## PROBLEM
Exactly reproduce the line that contains "the car hood in the photo above." and all lines after it in the entries below, through the very last line.

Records
□ □ □ □ □
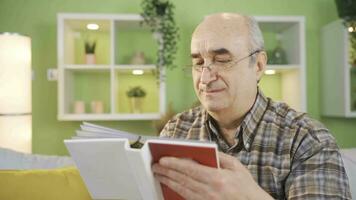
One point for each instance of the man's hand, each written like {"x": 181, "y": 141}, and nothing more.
{"x": 194, "y": 181}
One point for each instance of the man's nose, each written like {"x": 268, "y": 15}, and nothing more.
{"x": 207, "y": 75}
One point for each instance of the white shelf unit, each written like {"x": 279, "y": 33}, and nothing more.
{"x": 288, "y": 84}
{"x": 118, "y": 38}
{"x": 338, "y": 76}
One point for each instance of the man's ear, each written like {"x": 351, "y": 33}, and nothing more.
{"x": 261, "y": 64}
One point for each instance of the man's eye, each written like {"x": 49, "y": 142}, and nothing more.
{"x": 223, "y": 61}
{"x": 198, "y": 63}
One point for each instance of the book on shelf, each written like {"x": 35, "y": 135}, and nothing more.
{"x": 116, "y": 164}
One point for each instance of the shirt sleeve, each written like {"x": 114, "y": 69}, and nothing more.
{"x": 317, "y": 170}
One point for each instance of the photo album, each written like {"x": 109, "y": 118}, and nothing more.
{"x": 116, "y": 164}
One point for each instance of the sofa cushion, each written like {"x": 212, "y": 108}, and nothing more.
{"x": 45, "y": 184}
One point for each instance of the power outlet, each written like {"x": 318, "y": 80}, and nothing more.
{"x": 52, "y": 74}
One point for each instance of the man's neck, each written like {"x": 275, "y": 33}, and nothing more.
{"x": 230, "y": 119}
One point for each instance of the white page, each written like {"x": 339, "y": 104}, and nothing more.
{"x": 104, "y": 167}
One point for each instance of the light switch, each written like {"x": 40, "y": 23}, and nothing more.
{"x": 52, "y": 74}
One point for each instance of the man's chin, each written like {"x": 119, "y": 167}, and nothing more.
{"x": 213, "y": 106}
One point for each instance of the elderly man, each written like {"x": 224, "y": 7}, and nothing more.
{"x": 269, "y": 150}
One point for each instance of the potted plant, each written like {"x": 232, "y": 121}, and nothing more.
{"x": 90, "y": 52}
{"x": 159, "y": 16}
{"x": 136, "y": 95}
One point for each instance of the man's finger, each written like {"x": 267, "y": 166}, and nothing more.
{"x": 229, "y": 162}
{"x": 185, "y": 192}
{"x": 190, "y": 168}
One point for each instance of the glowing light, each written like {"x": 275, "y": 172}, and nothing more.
{"x": 351, "y": 29}
{"x": 92, "y": 26}
{"x": 137, "y": 72}
{"x": 270, "y": 72}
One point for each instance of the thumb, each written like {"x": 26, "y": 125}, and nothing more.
{"x": 229, "y": 162}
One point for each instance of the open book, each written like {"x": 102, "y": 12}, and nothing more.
{"x": 112, "y": 169}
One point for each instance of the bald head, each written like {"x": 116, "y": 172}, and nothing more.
{"x": 243, "y": 29}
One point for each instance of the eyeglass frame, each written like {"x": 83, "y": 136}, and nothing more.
{"x": 228, "y": 66}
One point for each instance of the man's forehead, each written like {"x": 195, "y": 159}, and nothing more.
{"x": 220, "y": 31}
{"x": 217, "y": 45}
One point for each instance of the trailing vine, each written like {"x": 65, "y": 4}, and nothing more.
{"x": 159, "y": 16}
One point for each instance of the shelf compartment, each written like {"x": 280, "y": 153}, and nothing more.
{"x": 89, "y": 87}
{"x": 290, "y": 41}
{"x": 125, "y": 79}
{"x": 134, "y": 43}
{"x": 76, "y": 33}
{"x": 284, "y": 85}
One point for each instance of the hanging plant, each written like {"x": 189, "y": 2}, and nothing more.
{"x": 347, "y": 11}
{"x": 159, "y": 16}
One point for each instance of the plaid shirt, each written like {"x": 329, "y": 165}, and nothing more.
{"x": 290, "y": 155}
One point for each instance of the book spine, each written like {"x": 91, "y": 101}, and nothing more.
{"x": 140, "y": 161}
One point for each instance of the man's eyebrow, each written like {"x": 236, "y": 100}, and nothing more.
{"x": 220, "y": 51}
{"x": 214, "y": 51}
{"x": 195, "y": 55}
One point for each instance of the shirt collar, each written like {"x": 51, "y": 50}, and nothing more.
{"x": 250, "y": 121}
{"x": 253, "y": 118}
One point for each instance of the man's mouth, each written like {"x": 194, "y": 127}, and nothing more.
{"x": 213, "y": 91}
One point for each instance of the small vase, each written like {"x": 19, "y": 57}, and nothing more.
{"x": 90, "y": 59}
{"x": 136, "y": 104}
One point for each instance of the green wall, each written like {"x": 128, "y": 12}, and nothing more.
{"x": 37, "y": 19}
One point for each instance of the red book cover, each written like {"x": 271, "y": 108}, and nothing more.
{"x": 205, "y": 155}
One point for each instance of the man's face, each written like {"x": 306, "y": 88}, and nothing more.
{"x": 232, "y": 88}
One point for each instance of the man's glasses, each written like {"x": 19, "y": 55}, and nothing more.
{"x": 219, "y": 65}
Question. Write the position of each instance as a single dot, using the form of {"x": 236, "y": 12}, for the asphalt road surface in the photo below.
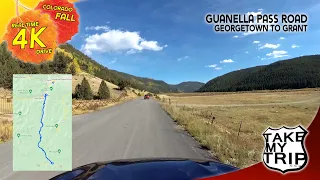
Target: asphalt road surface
{"x": 135, "y": 129}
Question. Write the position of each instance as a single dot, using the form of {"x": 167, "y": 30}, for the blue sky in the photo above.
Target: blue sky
{"x": 169, "y": 39}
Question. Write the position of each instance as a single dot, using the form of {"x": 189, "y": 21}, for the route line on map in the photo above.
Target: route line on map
{"x": 44, "y": 104}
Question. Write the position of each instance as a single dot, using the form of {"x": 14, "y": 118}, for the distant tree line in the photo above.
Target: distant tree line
{"x": 297, "y": 73}
{"x": 83, "y": 91}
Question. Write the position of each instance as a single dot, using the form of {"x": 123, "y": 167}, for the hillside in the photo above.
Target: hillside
{"x": 187, "y": 87}
{"x": 92, "y": 67}
{"x": 70, "y": 60}
{"x": 296, "y": 73}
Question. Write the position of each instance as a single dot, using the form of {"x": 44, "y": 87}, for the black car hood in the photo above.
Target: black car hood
{"x": 149, "y": 169}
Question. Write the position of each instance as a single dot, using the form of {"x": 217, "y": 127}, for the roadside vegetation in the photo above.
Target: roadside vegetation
{"x": 5, "y": 130}
{"x": 233, "y": 134}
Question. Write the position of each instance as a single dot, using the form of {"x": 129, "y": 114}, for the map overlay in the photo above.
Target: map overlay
{"x": 42, "y": 122}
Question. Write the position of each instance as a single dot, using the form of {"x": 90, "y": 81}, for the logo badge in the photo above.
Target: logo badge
{"x": 284, "y": 149}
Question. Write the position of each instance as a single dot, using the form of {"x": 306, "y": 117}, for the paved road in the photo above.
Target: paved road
{"x": 135, "y": 129}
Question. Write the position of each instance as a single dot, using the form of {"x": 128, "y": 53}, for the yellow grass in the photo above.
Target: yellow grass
{"x": 246, "y": 98}
{"x": 221, "y": 137}
{"x": 94, "y": 83}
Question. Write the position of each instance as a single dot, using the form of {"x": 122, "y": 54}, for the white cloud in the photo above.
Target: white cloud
{"x": 211, "y": 66}
{"x": 278, "y": 54}
{"x": 255, "y": 23}
{"x": 97, "y": 28}
{"x": 271, "y": 46}
{"x": 182, "y": 58}
{"x": 119, "y": 41}
{"x": 227, "y": 61}
{"x": 255, "y": 13}
{"x": 112, "y": 62}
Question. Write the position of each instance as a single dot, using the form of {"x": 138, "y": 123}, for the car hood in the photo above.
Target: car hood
{"x": 155, "y": 169}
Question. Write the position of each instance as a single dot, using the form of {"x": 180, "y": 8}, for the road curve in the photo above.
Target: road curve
{"x": 135, "y": 129}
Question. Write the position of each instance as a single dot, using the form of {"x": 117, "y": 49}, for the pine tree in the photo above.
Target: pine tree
{"x": 103, "y": 92}
{"x": 86, "y": 90}
{"x": 78, "y": 92}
□ □ □ □ □
## EXERCISE RESULT
Question. Write the position of each instance as a single dot, using the form of {"x": 138, "y": 123}, for the car hood in the photo above.
Target: car hood
{"x": 155, "y": 169}
Question. Write the position of each instance as a single dot, using the form of {"x": 180, "y": 8}, for the road curve in the photo above.
Target: road curve
{"x": 135, "y": 129}
Question. Write the position of each instance as a single dot, using the form of {"x": 117, "y": 49}, for the pine tree in the photo above.
Target: pine tree
{"x": 103, "y": 92}
{"x": 86, "y": 90}
{"x": 78, "y": 92}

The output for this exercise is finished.